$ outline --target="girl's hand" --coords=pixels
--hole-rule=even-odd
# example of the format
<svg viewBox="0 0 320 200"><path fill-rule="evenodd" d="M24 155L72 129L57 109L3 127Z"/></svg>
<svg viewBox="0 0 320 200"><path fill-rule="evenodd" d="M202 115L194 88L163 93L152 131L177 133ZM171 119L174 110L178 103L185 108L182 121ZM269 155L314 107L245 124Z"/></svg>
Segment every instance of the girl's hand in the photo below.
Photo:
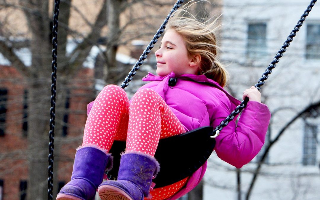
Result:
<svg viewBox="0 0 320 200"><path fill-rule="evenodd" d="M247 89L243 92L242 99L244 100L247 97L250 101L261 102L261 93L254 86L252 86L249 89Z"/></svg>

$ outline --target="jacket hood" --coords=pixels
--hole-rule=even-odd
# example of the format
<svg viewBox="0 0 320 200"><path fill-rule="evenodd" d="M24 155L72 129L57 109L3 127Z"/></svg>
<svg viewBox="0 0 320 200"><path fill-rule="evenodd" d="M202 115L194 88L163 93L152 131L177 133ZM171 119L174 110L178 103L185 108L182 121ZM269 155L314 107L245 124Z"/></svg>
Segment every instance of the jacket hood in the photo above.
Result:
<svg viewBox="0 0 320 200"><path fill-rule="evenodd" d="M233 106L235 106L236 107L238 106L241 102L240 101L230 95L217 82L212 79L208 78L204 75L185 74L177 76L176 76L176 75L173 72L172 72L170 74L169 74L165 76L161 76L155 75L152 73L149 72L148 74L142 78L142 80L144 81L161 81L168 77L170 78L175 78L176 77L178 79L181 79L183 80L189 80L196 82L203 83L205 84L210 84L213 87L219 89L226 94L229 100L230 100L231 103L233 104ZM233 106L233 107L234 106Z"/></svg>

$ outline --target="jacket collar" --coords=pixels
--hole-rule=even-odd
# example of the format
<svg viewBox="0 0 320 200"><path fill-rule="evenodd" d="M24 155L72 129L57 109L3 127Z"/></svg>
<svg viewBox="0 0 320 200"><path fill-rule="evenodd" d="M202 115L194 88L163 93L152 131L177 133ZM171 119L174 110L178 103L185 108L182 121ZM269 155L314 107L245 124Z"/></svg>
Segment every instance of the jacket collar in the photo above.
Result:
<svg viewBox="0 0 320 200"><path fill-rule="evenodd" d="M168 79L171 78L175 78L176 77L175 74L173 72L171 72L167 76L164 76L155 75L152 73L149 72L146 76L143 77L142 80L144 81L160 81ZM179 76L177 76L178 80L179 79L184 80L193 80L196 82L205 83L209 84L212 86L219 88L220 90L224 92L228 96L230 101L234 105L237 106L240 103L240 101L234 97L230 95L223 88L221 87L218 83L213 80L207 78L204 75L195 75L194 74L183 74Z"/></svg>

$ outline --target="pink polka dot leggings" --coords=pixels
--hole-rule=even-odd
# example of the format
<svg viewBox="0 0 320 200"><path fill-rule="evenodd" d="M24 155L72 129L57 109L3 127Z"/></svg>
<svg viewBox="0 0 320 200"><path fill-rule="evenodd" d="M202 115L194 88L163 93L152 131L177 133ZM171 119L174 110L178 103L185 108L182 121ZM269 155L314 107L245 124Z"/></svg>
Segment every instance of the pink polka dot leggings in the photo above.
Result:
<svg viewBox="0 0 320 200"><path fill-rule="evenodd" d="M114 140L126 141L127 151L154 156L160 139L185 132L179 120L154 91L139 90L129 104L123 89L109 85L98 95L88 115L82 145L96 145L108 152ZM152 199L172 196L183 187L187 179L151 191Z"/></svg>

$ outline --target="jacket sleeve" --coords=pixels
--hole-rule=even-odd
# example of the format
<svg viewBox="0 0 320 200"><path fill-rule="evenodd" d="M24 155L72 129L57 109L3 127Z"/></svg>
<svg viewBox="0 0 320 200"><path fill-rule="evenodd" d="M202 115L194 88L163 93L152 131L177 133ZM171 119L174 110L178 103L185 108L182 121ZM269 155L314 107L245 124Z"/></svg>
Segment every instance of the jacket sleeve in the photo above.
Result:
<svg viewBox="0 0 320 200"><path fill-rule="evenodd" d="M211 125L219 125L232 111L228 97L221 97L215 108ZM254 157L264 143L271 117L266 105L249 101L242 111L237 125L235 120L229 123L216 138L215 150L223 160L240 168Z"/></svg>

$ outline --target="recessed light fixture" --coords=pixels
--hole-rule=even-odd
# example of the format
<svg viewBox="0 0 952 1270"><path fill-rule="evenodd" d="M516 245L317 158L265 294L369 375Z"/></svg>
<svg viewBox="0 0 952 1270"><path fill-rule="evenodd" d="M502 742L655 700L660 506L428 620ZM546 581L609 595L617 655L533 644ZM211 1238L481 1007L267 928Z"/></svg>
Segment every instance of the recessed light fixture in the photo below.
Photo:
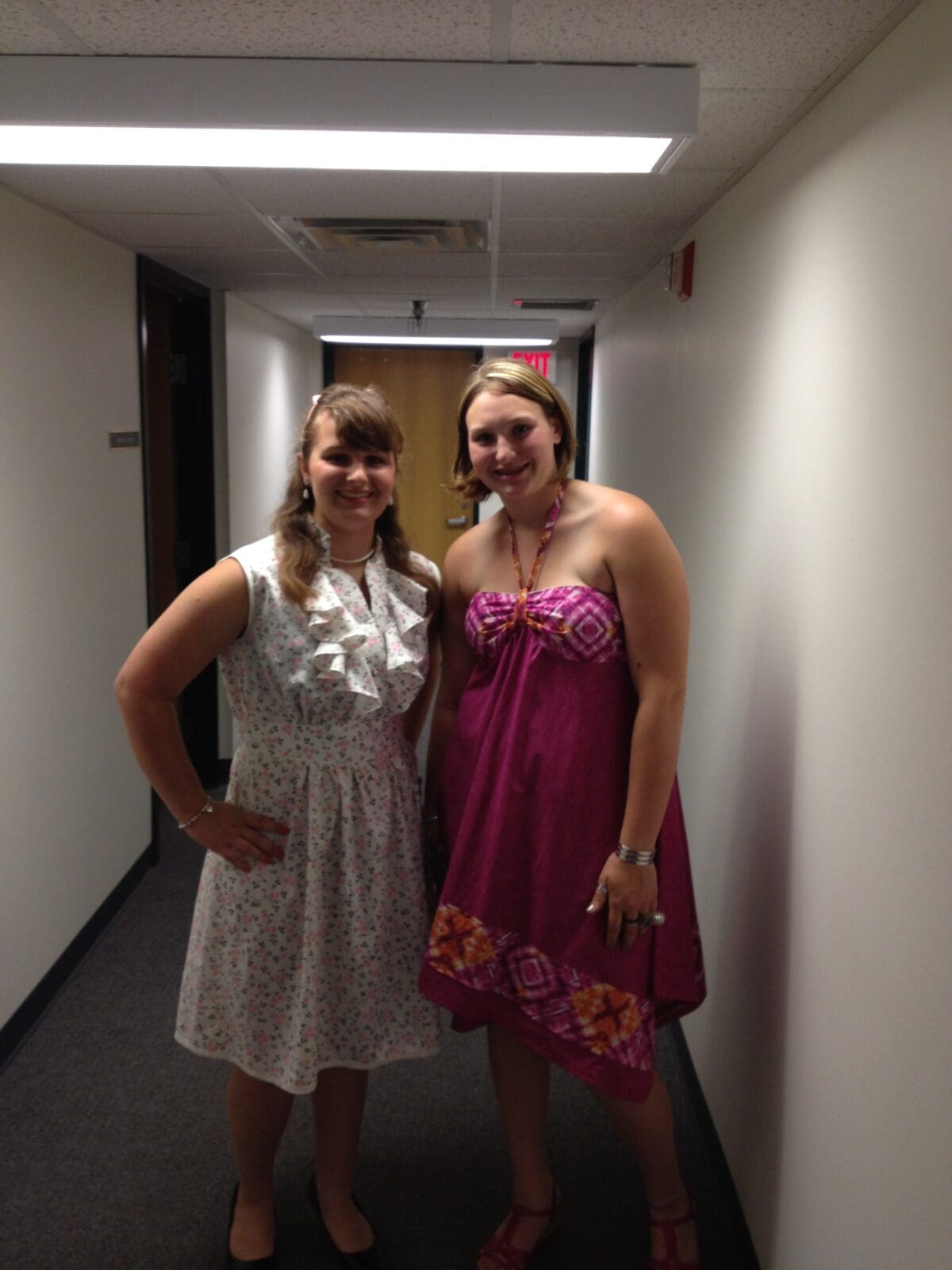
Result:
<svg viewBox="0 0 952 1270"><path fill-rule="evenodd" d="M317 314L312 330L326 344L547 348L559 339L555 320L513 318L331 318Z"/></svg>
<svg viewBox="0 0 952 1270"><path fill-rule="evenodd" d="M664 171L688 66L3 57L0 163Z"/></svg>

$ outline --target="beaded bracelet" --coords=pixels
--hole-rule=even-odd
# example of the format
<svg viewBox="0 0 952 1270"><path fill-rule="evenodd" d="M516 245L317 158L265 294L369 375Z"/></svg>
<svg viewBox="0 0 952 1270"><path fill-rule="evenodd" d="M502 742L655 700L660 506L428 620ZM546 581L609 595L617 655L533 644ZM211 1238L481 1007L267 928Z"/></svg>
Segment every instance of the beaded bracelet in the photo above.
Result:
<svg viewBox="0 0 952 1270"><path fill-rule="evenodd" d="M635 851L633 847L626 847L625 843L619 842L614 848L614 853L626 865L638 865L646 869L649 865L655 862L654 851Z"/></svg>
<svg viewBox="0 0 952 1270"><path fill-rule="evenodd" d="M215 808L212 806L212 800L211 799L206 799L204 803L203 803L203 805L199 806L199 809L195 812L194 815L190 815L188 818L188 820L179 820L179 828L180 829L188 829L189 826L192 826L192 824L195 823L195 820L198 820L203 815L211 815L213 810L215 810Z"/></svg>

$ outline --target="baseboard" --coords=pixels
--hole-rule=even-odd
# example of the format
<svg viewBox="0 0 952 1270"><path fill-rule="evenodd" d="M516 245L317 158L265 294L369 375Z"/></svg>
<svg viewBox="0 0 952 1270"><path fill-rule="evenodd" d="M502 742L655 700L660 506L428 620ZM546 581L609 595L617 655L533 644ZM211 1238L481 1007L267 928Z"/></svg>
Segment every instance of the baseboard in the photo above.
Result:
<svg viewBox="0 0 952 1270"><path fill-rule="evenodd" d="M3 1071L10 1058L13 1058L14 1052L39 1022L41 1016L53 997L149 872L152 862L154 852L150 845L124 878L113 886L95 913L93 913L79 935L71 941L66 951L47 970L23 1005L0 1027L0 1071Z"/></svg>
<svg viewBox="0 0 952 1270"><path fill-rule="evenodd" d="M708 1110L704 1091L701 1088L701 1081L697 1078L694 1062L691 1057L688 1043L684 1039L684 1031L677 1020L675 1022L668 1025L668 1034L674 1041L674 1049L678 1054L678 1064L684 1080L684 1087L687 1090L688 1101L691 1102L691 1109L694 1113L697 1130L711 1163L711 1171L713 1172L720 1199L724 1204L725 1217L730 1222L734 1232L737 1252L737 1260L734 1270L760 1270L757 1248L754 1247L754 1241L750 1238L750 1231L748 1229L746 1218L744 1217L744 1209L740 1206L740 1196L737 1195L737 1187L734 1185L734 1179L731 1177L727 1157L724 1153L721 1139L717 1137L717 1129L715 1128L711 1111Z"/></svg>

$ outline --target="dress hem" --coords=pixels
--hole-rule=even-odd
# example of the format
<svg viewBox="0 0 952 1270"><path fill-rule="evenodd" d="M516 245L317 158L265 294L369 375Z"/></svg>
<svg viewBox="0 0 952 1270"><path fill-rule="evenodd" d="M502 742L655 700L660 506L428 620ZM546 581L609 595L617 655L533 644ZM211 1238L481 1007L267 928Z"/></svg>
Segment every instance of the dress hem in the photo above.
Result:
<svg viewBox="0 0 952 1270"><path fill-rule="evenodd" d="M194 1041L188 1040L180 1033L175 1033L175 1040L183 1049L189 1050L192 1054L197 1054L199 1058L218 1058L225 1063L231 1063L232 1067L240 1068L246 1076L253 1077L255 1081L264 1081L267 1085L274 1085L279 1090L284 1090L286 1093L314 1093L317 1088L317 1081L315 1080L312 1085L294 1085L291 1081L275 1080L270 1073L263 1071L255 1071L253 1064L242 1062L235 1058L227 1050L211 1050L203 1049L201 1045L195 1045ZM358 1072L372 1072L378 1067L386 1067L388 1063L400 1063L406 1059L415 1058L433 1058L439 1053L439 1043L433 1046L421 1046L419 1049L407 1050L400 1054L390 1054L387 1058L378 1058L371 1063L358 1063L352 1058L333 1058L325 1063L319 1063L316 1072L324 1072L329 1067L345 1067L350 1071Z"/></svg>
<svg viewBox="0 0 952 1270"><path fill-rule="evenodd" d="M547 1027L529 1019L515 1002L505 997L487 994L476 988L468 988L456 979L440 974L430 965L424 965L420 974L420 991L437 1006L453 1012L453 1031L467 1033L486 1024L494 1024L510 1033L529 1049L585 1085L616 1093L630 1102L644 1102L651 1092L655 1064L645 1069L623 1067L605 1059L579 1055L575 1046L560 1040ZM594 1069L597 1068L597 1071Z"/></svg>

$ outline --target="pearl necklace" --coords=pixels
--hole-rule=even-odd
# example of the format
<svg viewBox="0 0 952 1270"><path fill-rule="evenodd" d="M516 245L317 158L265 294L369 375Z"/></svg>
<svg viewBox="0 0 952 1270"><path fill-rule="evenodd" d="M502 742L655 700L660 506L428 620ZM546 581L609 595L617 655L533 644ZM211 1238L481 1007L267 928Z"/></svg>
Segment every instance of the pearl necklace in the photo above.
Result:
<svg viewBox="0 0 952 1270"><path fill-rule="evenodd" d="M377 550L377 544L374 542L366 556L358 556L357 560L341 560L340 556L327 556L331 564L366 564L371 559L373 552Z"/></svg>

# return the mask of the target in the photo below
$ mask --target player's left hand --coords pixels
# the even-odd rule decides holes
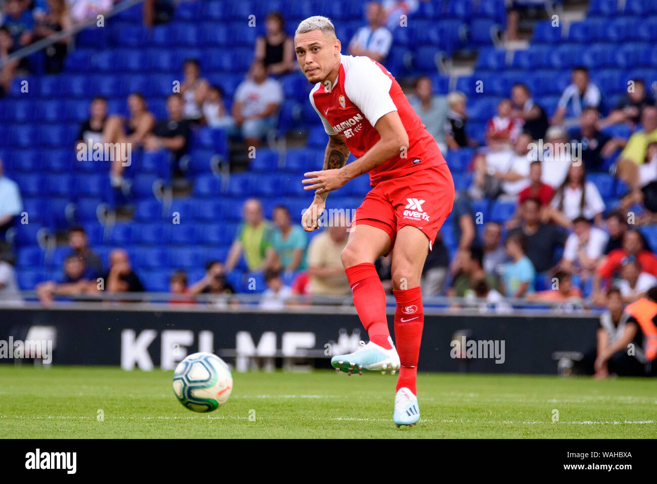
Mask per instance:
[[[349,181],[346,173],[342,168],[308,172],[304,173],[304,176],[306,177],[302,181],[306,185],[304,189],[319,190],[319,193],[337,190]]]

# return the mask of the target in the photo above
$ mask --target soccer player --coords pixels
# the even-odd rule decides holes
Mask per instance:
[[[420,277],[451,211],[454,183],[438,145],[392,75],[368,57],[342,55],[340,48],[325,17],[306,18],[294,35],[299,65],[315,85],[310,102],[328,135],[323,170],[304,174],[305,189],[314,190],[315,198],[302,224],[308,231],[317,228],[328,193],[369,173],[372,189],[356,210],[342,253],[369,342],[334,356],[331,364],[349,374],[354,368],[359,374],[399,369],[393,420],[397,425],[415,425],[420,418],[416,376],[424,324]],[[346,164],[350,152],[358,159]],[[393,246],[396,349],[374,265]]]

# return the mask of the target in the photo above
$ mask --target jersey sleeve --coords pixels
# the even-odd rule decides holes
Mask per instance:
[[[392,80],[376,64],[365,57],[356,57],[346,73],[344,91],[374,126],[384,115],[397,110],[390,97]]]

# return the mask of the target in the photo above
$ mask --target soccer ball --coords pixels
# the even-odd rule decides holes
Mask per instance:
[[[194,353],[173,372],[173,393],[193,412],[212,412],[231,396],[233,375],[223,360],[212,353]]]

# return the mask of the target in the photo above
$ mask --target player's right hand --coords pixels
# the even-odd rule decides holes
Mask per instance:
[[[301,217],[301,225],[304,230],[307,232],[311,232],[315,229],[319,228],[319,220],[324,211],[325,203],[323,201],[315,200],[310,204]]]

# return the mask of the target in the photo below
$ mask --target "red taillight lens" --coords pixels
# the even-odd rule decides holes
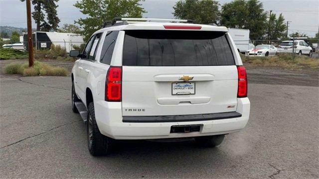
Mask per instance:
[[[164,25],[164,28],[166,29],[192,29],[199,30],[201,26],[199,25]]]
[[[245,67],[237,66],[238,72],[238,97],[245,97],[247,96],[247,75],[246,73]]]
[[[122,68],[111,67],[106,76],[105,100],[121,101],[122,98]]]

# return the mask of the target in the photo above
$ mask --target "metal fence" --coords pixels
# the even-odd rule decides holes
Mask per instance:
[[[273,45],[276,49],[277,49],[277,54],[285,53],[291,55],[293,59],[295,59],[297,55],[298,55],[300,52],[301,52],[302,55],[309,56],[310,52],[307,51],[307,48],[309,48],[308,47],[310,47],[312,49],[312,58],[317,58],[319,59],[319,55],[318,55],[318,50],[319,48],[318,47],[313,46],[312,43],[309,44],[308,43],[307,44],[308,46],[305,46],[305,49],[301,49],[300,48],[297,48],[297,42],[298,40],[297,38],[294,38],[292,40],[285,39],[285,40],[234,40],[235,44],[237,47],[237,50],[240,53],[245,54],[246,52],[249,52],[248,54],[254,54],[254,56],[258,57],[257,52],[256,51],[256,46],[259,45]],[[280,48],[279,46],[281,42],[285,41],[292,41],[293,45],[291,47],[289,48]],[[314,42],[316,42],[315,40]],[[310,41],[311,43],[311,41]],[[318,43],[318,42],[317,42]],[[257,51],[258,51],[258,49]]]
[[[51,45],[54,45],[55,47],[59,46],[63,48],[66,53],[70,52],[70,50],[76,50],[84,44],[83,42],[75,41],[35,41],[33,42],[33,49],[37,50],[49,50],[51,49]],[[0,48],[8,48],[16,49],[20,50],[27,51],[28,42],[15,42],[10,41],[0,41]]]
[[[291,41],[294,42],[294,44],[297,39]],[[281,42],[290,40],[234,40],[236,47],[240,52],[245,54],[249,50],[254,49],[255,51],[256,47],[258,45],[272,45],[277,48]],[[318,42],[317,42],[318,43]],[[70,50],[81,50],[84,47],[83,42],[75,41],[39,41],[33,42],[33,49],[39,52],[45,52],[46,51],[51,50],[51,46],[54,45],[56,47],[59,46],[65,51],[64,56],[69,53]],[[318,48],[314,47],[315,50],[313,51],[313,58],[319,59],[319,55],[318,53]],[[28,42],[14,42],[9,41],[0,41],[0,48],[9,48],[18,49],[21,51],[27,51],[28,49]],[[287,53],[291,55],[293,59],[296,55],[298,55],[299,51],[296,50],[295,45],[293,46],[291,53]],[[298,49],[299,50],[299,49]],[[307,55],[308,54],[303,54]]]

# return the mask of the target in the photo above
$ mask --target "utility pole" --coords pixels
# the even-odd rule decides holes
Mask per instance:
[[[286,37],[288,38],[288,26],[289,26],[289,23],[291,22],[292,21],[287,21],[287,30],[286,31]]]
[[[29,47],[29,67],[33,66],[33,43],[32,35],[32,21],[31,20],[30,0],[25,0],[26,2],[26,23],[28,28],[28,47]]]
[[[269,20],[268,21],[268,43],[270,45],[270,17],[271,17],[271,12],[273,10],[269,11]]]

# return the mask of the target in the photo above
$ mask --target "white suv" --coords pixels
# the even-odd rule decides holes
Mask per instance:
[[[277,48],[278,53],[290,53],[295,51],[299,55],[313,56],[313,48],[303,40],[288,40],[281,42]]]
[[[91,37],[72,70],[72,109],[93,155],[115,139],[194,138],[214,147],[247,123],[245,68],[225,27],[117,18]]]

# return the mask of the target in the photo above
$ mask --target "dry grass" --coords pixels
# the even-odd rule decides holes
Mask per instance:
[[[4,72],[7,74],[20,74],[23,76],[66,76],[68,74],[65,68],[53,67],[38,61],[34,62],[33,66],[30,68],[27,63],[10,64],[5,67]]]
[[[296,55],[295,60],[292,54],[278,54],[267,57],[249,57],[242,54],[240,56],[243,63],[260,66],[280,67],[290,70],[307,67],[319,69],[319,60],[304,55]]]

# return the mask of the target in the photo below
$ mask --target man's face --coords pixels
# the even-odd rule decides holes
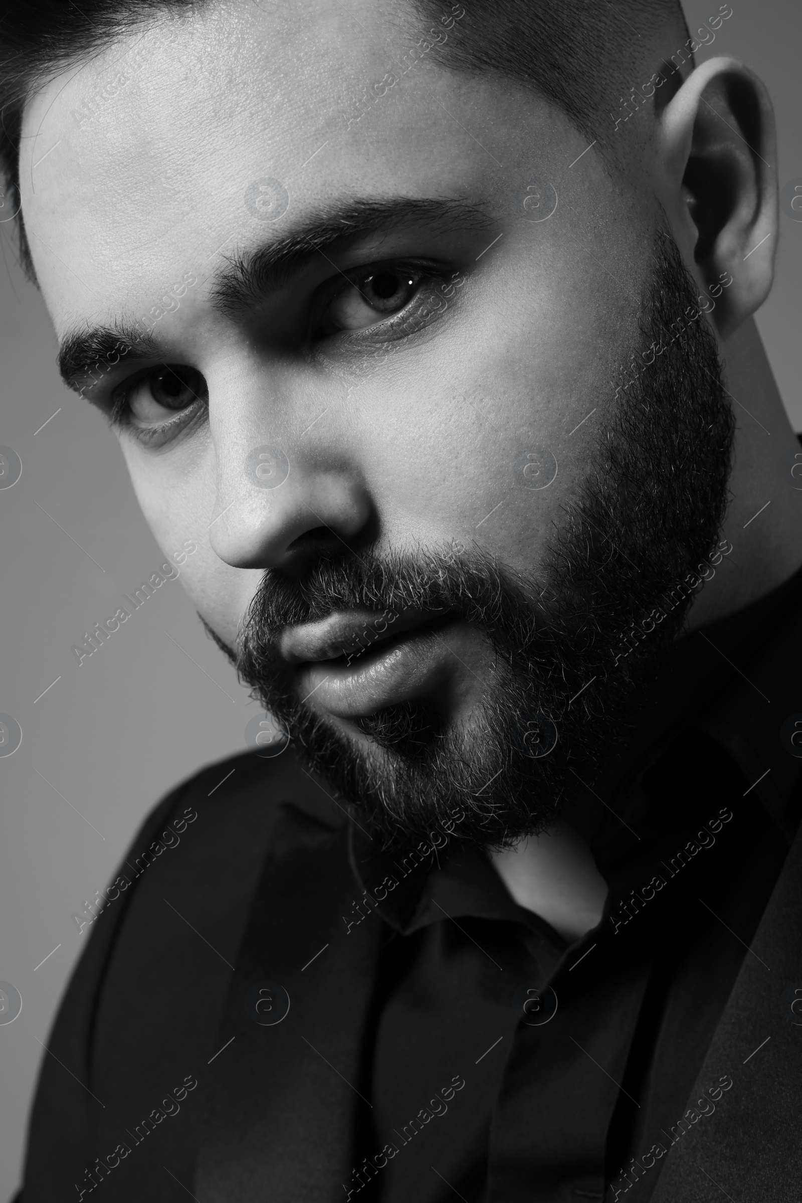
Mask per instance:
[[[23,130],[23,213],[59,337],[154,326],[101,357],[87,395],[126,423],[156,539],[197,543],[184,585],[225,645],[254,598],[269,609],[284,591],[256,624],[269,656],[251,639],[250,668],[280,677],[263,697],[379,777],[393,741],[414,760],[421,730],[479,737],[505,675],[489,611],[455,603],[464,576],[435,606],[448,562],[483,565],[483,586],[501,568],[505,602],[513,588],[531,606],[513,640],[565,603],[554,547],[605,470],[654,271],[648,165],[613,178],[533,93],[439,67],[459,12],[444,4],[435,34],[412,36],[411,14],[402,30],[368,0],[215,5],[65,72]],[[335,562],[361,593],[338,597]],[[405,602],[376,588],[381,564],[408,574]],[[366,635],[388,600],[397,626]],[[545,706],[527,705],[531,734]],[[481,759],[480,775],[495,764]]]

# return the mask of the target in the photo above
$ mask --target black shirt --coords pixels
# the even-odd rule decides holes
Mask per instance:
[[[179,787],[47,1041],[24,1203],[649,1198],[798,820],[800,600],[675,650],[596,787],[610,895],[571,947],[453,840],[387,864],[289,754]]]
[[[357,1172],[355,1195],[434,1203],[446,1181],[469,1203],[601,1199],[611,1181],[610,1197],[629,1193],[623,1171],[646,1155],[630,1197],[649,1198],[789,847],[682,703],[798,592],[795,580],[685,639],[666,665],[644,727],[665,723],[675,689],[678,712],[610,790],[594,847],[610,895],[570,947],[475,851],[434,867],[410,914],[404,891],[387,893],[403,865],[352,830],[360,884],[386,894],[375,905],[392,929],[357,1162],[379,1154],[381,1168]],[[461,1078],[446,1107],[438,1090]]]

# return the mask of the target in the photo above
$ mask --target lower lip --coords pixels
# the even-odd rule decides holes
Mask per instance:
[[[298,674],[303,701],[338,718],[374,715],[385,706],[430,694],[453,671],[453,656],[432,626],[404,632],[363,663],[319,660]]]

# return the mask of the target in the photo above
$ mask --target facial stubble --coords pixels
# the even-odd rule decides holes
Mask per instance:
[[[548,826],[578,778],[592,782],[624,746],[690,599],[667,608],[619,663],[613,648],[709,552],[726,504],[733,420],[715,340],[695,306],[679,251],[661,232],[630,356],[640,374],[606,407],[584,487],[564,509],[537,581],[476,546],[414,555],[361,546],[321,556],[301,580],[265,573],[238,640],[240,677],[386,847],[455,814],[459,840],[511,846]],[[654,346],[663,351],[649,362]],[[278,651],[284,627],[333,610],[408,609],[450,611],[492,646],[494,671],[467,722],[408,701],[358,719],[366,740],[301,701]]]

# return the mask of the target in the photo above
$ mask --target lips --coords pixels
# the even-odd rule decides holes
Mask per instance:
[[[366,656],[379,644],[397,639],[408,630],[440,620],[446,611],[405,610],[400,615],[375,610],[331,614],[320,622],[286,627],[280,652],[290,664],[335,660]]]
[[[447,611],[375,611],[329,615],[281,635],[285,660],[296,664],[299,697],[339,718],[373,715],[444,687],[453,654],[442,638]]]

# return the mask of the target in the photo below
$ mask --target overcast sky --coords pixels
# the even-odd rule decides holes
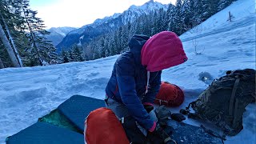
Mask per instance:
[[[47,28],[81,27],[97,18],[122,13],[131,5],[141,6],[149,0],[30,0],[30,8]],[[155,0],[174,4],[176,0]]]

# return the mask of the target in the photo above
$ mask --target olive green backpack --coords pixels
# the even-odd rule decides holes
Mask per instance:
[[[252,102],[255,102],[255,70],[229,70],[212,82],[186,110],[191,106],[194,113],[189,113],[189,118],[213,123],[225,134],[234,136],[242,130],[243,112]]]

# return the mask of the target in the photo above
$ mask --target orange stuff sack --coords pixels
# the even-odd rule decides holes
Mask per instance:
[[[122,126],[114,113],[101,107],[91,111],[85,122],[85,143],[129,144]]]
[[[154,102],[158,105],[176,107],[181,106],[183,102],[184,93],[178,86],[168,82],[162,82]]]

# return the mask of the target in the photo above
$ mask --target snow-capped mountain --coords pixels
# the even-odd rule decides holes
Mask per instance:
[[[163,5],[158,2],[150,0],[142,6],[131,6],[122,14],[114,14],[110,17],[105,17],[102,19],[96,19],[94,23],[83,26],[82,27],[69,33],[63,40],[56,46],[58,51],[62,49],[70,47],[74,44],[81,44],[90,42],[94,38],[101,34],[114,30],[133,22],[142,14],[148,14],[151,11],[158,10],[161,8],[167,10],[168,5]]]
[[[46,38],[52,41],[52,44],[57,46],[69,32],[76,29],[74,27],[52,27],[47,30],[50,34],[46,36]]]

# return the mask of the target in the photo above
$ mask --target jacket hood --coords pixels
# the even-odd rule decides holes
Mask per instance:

#####

EXERCISE INSTRUCTIONS
Reproduce the rows word for word, starting with their first line and continuing through the line with "106L235 106L236 107L238", both ends included. Leave the pictures out.

FINAL ANSWER
$ outline --target="girl's hand" --coords=pixels
--hole-rule=even-odd
# example of the format
<svg viewBox="0 0 320 200"><path fill-rule="evenodd" d="M24 155L72 129L57 109L3 127Z"/></svg>
<svg viewBox="0 0 320 200"><path fill-rule="evenodd" d="M202 115L194 88L163 93L152 131L177 133ZM171 119L174 110L178 103L185 108L182 121ZM269 155L314 107L245 124Z"/></svg>
Segment every instance of the girl's hand in the photo below.
Photo:
Result:
<svg viewBox="0 0 320 200"><path fill-rule="evenodd" d="M247 89L243 92L242 99L244 100L247 97L250 101L261 102L261 93L254 86L252 86L249 89Z"/></svg>

$ outline --target="jacket hood" --coords=pixels
--hole-rule=even-odd
# example of the format
<svg viewBox="0 0 320 200"><path fill-rule="evenodd" d="M24 155L72 129L57 109L3 127Z"/></svg>
<svg viewBox="0 0 320 200"><path fill-rule="evenodd" d="M202 115L194 88L163 93L152 131L177 133ZM171 119L174 110L178 103L185 108L182 121ZM269 155L314 107L245 124Z"/></svg>
Segment every instance of the jacket hood in the photo above.
Result:
<svg viewBox="0 0 320 200"><path fill-rule="evenodd" d="M233 106L235 106L236 107L238 106L241 102L240 101L230 95L217 82L212 79L208 78L204 75L185 74L177 76L176 76L176 75L173 72L172 72L170 74L169 74L165 76L161 76L155 75L152 73L149 72L148 74L142 78L142 80L144 81L161 81L168 77L170 78L175 78L176 77L178 79L181 79L183 80L189 80L196 82L203 83L205 84L210 84L213 87L219 89L226 94L229 100L230 100L231 103L233 104ZM233 106L233 107L234 106Z"/></svg>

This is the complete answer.